- Exercise aim:
Give the entries again, starting at the line that contains "class=striped shirt" and ending at the line that contains "[33,113,79,121]", with "bicycle" swapped for "bike" and everything else left unchanged.

- Provided data:
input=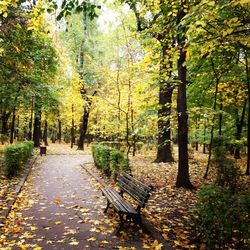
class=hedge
[4,141,34,177]
[92,143,130,178]
[194,185,250,249]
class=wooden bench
[101,173,152,233]
[40,145,47,156]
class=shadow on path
[0,154,153,250]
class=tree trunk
[155,45,174,162]
[245,50,250,175]
[29,96,34,140]
[2,111,11,138]
[78,105,89,150]
[10,107,16,144]
[176,48,193,188]
[234,99,247,159]
[33,103,41,147]
[176,6,193,189]
[43,120,49,146]
[70,104,75,148]
[219,100,223,136]
[203,60,220,179]
[57,118,62,143]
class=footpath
[0,146,158,250]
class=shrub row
[92,143,130,178]
[4,141,34,177]
[194,185,250,249]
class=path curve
[1,154,152,250]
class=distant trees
[0,7,58,146]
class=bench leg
[104,199,110,213]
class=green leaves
[56,0,100,21]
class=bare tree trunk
[203,60,220,179]
[1,111,11,139]
[78,105,89,150]
[155,45,174,162]
[43,120,49,146]
[57,117,62,143]
[70,104,75,148]
[33,102,41,147]
[176,5,193,189]
[10,107,16,144]
[245,50,250,175]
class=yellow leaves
[150,240,163,250]
[0,0,18,18]
[55,220,62,225]
[87,237,96,241]
[53,197,62,205]
[69,240,79,246]
[174,240,181,246]
[239,0,250,5]
[30,226,37,231]
[222,28,234,37]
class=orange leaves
[54,197,62,205]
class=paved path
[1,155,152,250]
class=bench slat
[101,187,137,214]
[117,174,152,207]
[118,180,149,207]
[124,173,151,192]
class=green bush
[194,185,250,249]
[4,141,34,177]
[92,143,130,178]
[212,136,240,193]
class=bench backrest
[117,173,152,208]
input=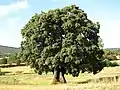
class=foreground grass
[0,66,120,90]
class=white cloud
[0,17,25,47]
[0,0,29,18]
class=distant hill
[0,45,20,53]
[105,48,120,51]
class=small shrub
[16,60,21,66]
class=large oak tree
[21,5,104,83]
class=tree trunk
[60,67,66,83]
[61,71,67,83]
[52,70,60,84]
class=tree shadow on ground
[0,71,12,75]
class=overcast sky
[0,0,120,48]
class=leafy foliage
[20,5,104,77]
[0,57,7,64]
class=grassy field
[0,66,120,90]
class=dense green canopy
[21,5,104,81]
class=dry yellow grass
[0,66,120,90]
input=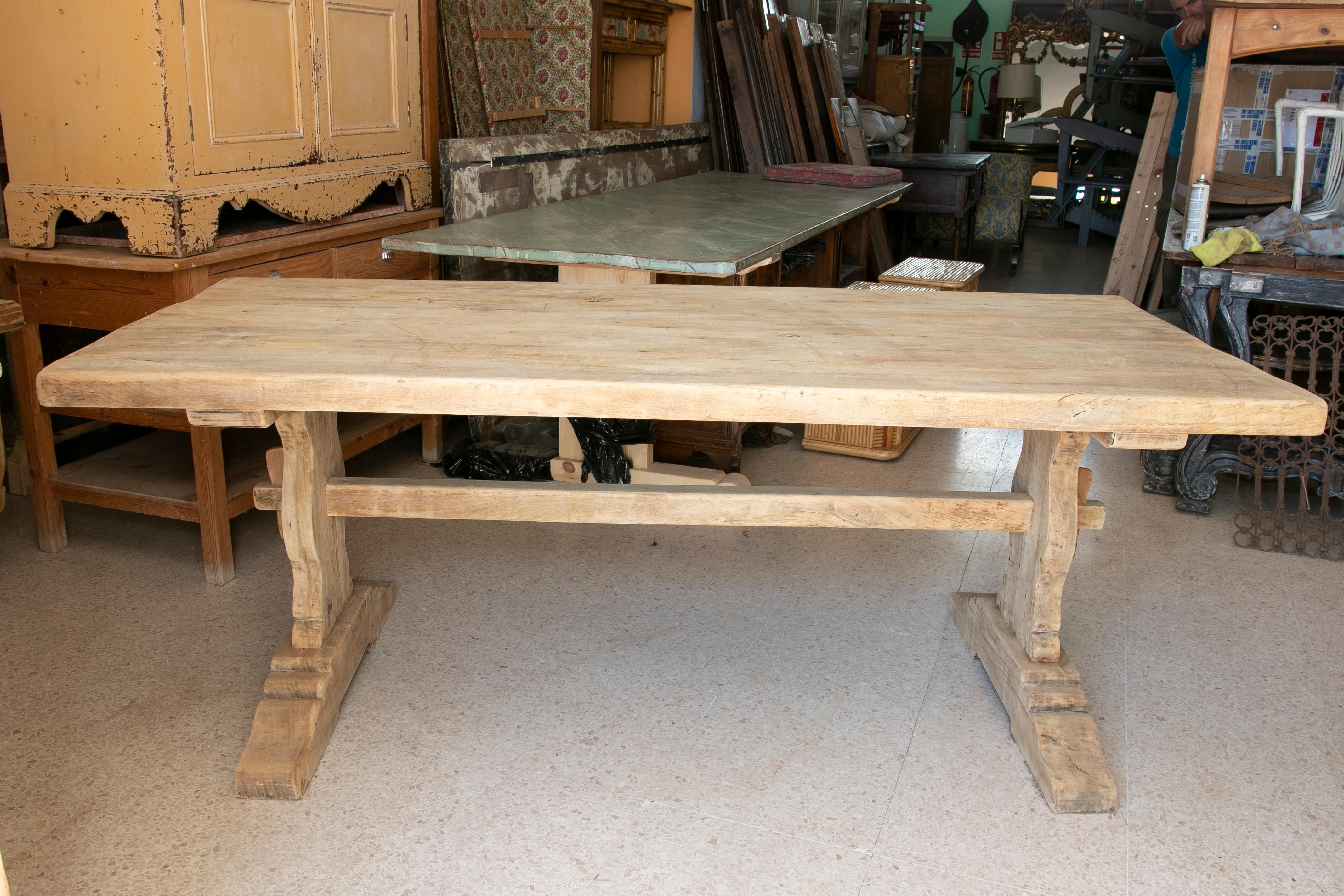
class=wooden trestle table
[38,280,1325,811]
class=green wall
[925,0,1012,140]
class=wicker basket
[802,423,921,461]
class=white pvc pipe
[1274,98,1336,177]
[1275,106,1344,218]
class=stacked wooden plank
[696,0,849,173]
[1102,93,1176,308]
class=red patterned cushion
[765,161,902,187]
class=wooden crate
[802,423,921,461]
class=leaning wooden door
[315,0,414,161]
[181,0,317,175]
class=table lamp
[999,62,1040,136]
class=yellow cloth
[1189,227,1262,267]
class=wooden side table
[868,152,989,259]
[0,208,444,584]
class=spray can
[1181,175,1211,251]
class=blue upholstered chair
[914,152,1032,277]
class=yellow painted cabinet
[0,0,431,255]
[183,0,317,175]
[317,0,418,158]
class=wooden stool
[878,255,985,293]
[845,282,939,293]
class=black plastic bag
[570,417,653,484]
[951,0,989,47]
[444,439,559,482]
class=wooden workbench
[0,208,444,584]
[38,280,1325,811]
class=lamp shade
[999,62,1036,99]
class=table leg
[9,322,67,553]
[191,426,234,584]
[234,411,396,799]
[421,414,444,463]
[951,431,1115,813]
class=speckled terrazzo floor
[0,416,1344,896]
[0,228,1344,896]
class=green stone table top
[383,171,910,277]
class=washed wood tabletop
[383,171,910,277]
[38,278,1325,435]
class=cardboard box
[1172,65,1344,211]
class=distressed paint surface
[439,124,714,222]
[0,0,430,257]
[4,161,430,258]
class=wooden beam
[254,481,1032,532]
[234,582,396,799]
[1187,7,1236,184]
[999,430,1087,662]
[951,593,1117,813]
[275,411,354,648]
[187,408,275,428]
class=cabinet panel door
[183,0,317,175]
[316,0,414,161]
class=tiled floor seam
[644,799,1060,896]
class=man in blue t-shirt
[1153,0,1208,305]
[1163,0,1208,158]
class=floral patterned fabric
[439,0,593,137]
[525,0,593,134]
[915,152,1031,243]
[438,0,491,137]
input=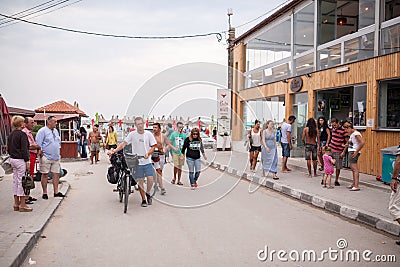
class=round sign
[290,77,303,92]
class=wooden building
[34,100,88,158]
[231,0,400,175]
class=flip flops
[350,186,360,191]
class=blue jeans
[186,158,201,185]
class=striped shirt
[329,126,348,153]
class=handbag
[22,171,35,196]
[1,155,13,175]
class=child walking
[322,147,336,189]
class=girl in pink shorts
[322,147,336,189]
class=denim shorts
[349,152,360,164]
[135,163,154,179]
[281,143,290,158]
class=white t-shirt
[349,131,362,152]
[281,122,292,144]
[124,130,157,165]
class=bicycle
[112,154,143,213]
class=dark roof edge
[233,0,304,44]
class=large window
[315,84,367,127]
[344,32,375,63]
[385,0,400,21]
[378,79,400,129]
[243,98,285,132]
[318,0,375,44]
[381,24,400,55]
[294,3,314,55]
[246,17,291,71]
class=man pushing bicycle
[111,117,157,207]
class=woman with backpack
[317,116,331,171]
[247,120,261,172]
[182,128,207,189]
[261,120,279,180]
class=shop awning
[33,113,79,121]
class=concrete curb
[288,160,391,193]
[211,162,400,236]
[0,181,70,267]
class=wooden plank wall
[233,46,400,175]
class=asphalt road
[24,152,400,266]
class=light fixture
[336,9,347,25]
[336,17,347,25]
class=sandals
[18,207,33,212]
[171,179,183,185]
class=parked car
[200,132,217,148]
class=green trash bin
[381,146,398,183]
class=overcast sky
[0,0,287,118]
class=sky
[0,0,287,119]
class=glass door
[292,93,308,148]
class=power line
[0,13,222,42]
[0,0,83,28]
[0,0,56,20]
[0,0,70,26]
[234,0,292,29]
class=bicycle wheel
[124,174,131,213]
[117,177,124,203]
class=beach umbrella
[0,94,11,154]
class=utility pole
[227,8,235,136]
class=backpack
[275,129,282,142]
[107,166,119,184]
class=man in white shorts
[389,145,400,246]
[151,122,168,195]
[36,116,65,199]
[111,117,157,207]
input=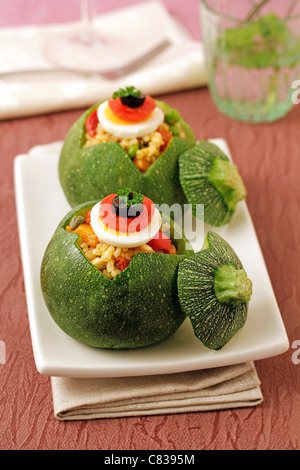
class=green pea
[165,109,181,124]
[169,125,179,136]
[128,144,139,158]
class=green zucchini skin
[179,140,247,227]
[58,101,196,207]
[40,201,192,349]
[178,231,251,350]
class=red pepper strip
[99,194,155,233]
[116,256,129,271]
[85,109,99,137]
[85,209,92,225]
[148,232,171,251]
[157,126,173,152]
[108,95,156,122]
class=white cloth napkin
[0,1,206,119]
[51,362,263,420]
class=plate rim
[14,138,289,378]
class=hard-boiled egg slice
[97,101,165,139]
[91,202,161,248]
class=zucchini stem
[214,264,252,304]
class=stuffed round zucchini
[59,87,195,207]
[41,190,191,349]
[59,87,246,226]
[41,189,252,349]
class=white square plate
[14,139,289,377]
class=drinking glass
[201,0,300,123]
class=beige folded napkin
[0,1,207,119]
[51,362,263,420]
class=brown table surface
[0,88,300,450]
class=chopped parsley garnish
[113,86,142,100]
[117,188,144,207]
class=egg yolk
[104,105,152,126]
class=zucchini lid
[177,232,252,350]
[179,140,246,227]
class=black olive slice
[112,193,144,219]
[120,95,146,108]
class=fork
[0,39,171,80]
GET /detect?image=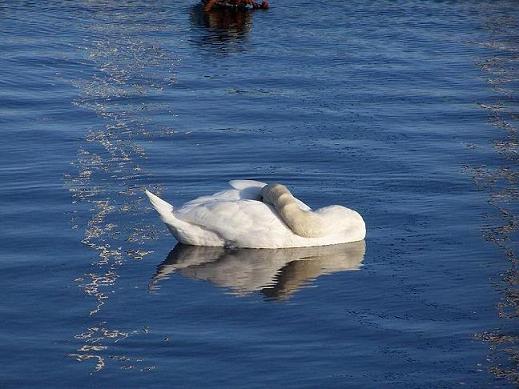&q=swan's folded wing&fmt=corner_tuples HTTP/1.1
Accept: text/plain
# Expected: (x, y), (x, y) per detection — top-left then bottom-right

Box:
(229, 180), (267, 190)
(177, 200), (287, 244)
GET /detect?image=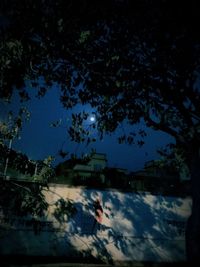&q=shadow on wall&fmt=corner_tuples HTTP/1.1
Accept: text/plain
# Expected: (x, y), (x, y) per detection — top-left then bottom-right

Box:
(0, 186), (191, 263)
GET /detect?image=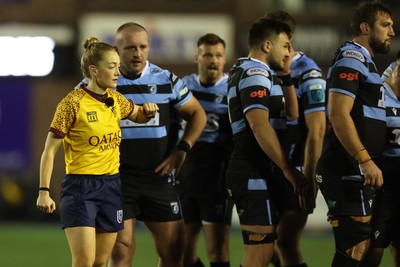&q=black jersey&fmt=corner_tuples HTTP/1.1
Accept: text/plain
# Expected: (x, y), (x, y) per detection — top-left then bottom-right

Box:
(228, 58), (273, 164)
(319, 42), (386, 174)
(288, 52), (326, 166)
(117, 63), (192, 178)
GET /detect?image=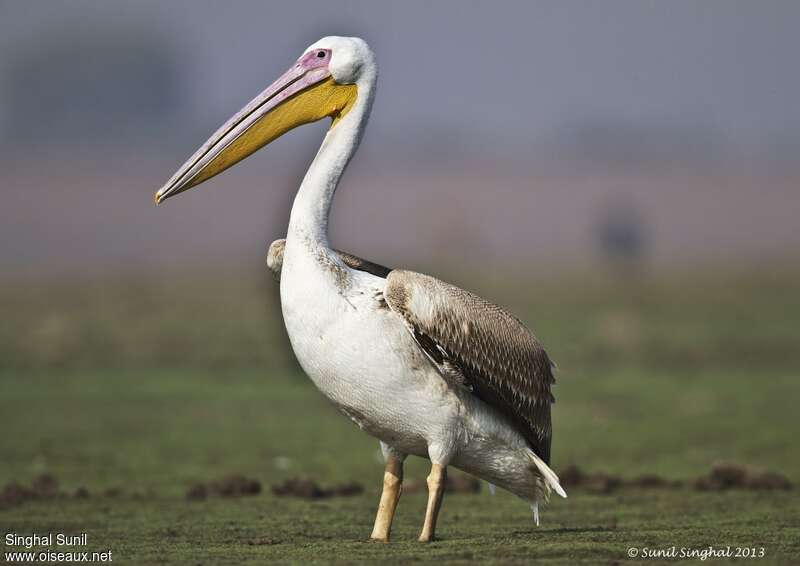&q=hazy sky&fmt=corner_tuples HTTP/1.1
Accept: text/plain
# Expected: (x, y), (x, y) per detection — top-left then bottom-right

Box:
(0, 0), (800, 273)
(0, 0), (800, 149)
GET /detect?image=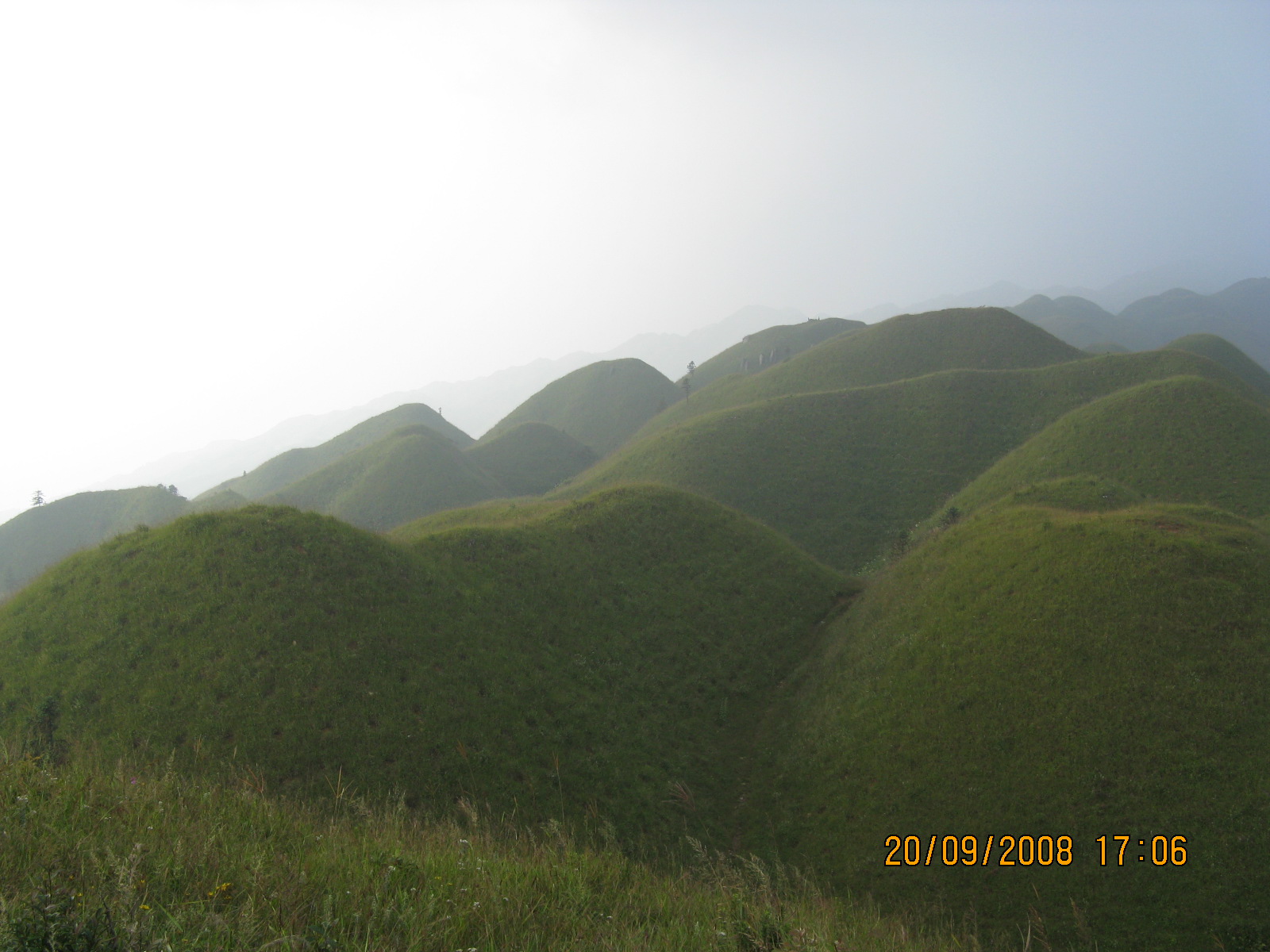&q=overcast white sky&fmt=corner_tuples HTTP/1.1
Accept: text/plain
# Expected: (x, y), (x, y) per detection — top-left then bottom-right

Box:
(0, 0), (1270, 512)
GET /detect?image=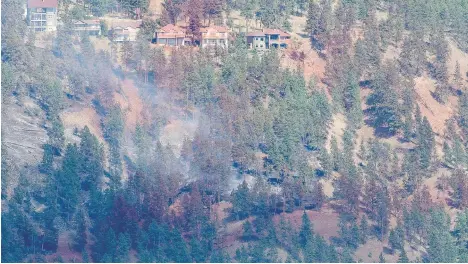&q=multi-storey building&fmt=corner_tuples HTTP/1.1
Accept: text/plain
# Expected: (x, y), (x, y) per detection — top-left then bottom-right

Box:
(27, 0), (58, 31)
(73, 19), (101, 36)
(110, 20), (141, 42)
(153, 24), (190, 46)
(247, 28), (291, 50)
(200, 26), (229, 48)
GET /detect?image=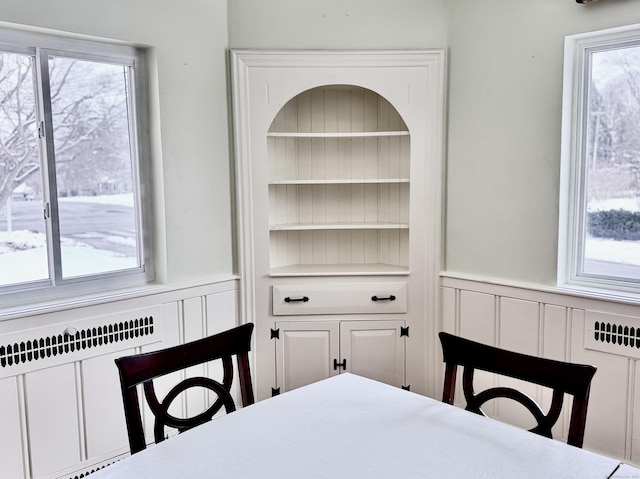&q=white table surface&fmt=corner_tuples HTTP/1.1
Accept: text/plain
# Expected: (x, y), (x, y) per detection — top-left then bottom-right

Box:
(91, 373), (622, 479)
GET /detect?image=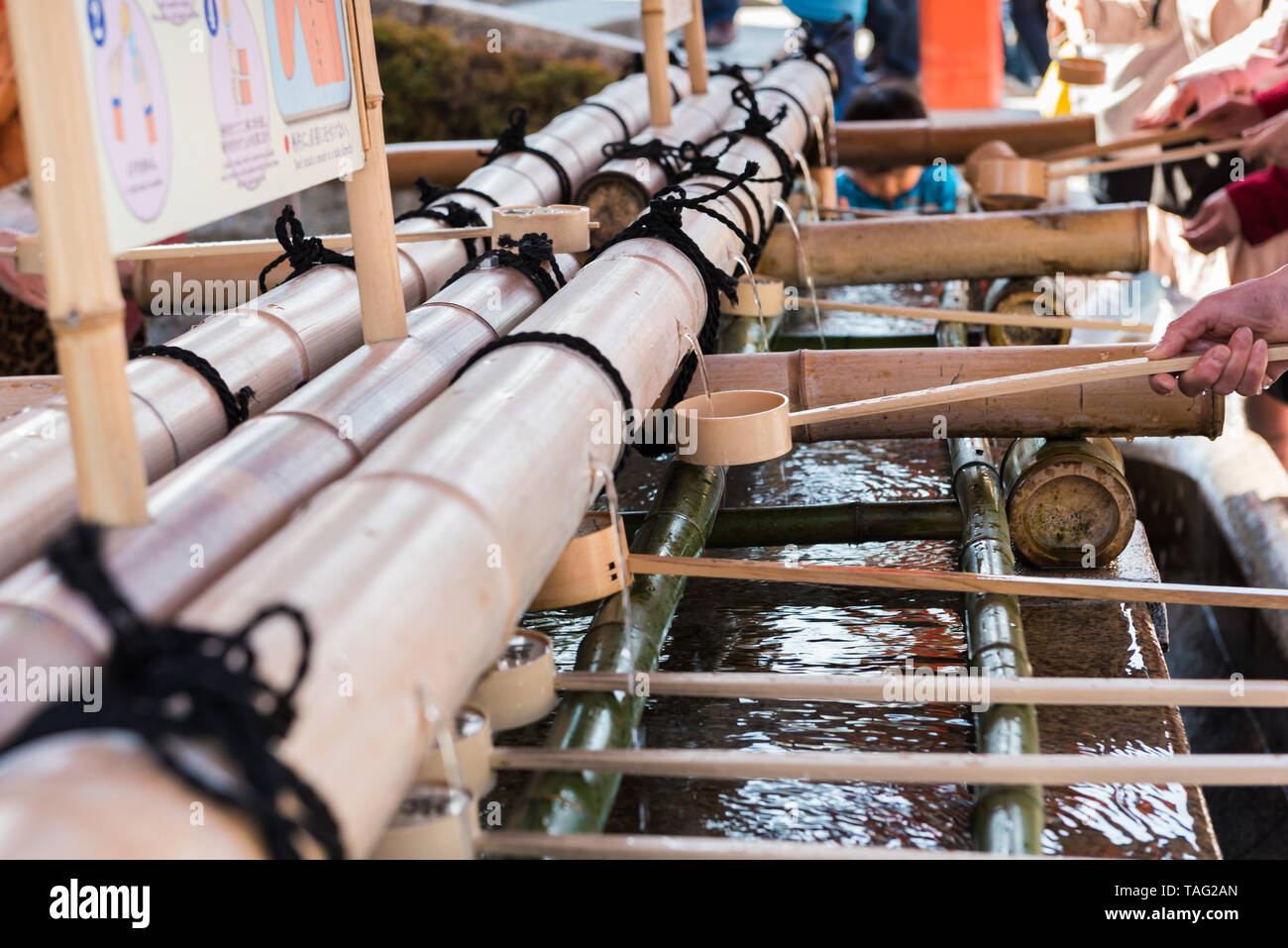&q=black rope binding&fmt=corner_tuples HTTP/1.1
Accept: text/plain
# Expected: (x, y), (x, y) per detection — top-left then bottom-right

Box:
(452, 332), (636, 473)
(259, 205), (355, 292)
(130, 345), (255, 432)
(480, 106), (572, 203)
(0, 523), (344, 859)
(394, 175), (490, 261)
(581, 99), (631, 138)
(592, 161), (760, 458)
(443, 233), (566, 300)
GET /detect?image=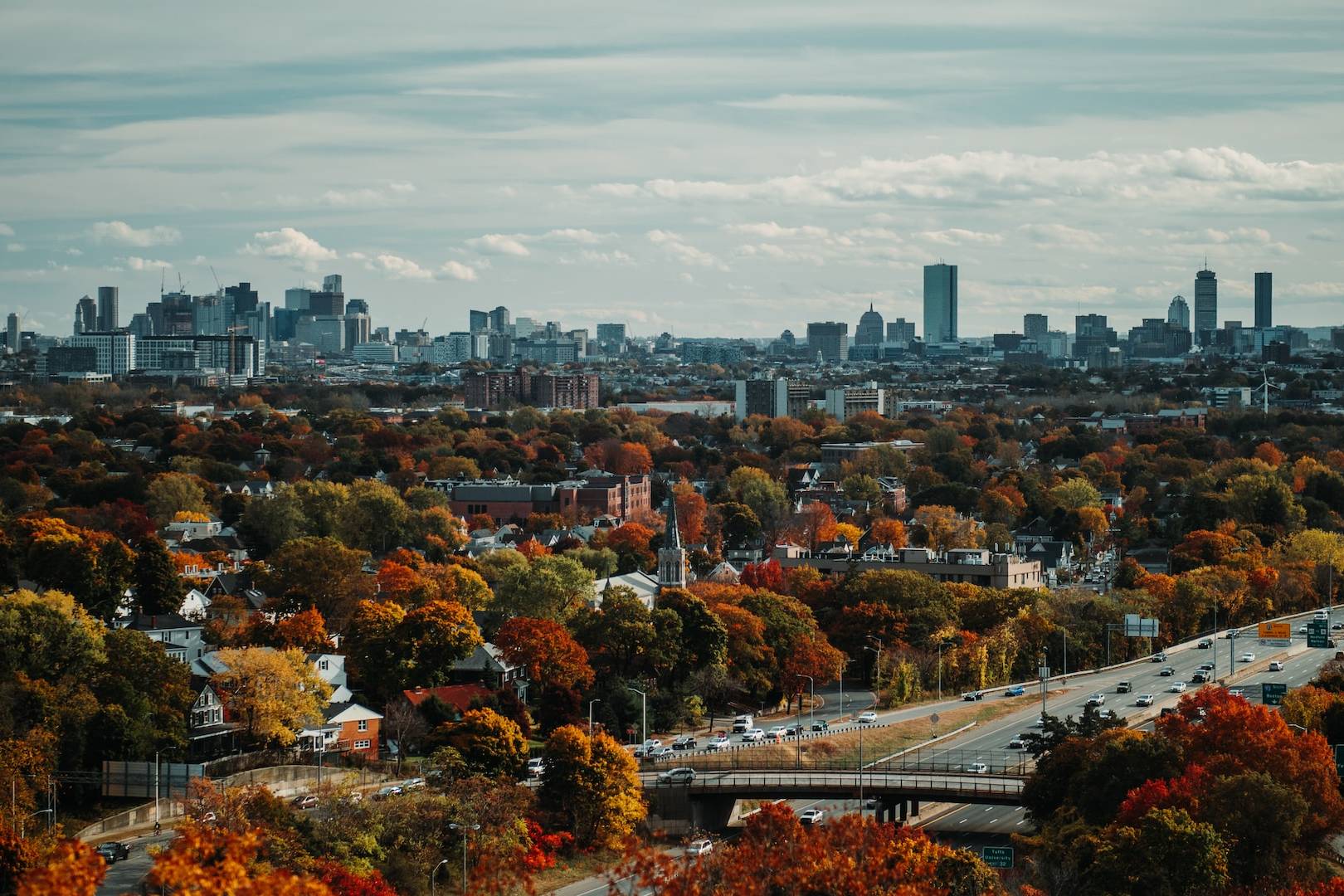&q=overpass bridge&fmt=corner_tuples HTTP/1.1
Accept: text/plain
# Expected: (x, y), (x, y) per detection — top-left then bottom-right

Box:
(641, 750), (1032, 830)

- Solution below:
class=striped shirt
[329,126,348,153]
class=handbag
[22,171,35,196]
[1,155,13,175]
class=child walking
[322,147,336,189]
class=girl in pink shorts
[322,147,336,189]
class=denim shorts
[349,152,360,164]
[135,163,154,179]
[281,143,290,158]
class=white t-shirt
[349,131,362,152]
[281,122,292,144]
[124,130,157,165]
class=bike
[112,154,143,213]
class=dark roof edge
[233,0,304,44]
class=large window
[315,84,367,127]
[344,32,375,63]
[385,0,400,21]
[378,79,400,129]
[243,98,285,132]
[318,0,375,44]
[381,24,400,55]
[294,3,314,55]
[246,17,291,71]
class=man pushing bike
[111,117,157,207]
class=woman with backpack
[317,116,331,171]
[247,120,261,172]
[182,128,207,189]
[261,120,279,180]
class=shop awning
[33,113,79,121]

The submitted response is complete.